- [Assigned task]: Copy nothing but the lines below running from the line containing "Your task: point to each instance of the gray" through the line containing "Your task: point to each instance of the fossil segment", both end lines included.

- [Recorded information]:
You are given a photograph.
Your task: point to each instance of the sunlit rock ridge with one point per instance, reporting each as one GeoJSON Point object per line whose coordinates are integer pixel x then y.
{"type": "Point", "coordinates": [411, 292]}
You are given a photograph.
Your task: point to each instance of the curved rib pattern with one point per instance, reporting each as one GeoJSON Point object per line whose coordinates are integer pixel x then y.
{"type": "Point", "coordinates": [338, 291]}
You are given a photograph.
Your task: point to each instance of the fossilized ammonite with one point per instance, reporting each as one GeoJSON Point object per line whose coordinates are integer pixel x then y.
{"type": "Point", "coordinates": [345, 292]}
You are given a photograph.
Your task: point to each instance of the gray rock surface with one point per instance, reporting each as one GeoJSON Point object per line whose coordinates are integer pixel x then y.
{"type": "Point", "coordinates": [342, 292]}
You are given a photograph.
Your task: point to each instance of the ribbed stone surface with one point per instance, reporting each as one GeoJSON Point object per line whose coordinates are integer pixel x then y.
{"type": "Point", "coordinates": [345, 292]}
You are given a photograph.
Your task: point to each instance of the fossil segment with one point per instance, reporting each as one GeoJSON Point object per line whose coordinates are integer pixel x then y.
==
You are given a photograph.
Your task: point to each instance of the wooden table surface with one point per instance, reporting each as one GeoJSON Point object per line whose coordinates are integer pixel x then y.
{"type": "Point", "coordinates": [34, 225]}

- [Solved exercise]:
Your task: point to each instance of the gray rock surface with one point per instance, reporting each as one GeoJSON Point object per line whose coordinates are integer pixel x then y.
{"type": "Point", "coordinates": [342, 292]}
You are given a photograph.
Your task: point to each instance of the ribbed stone surface with one point per instance, reporting each as one GeoJSON Point object per line whose coordinates are integer pixel x then y.
{"type": "Point", "coordinates": [345, 292]}
You are given a photograph.
Your task: point to each instance of the fossil segment with one point per instance, reporting each as one GeoJSON Point object per line whose coordinates are integer pixel x then y.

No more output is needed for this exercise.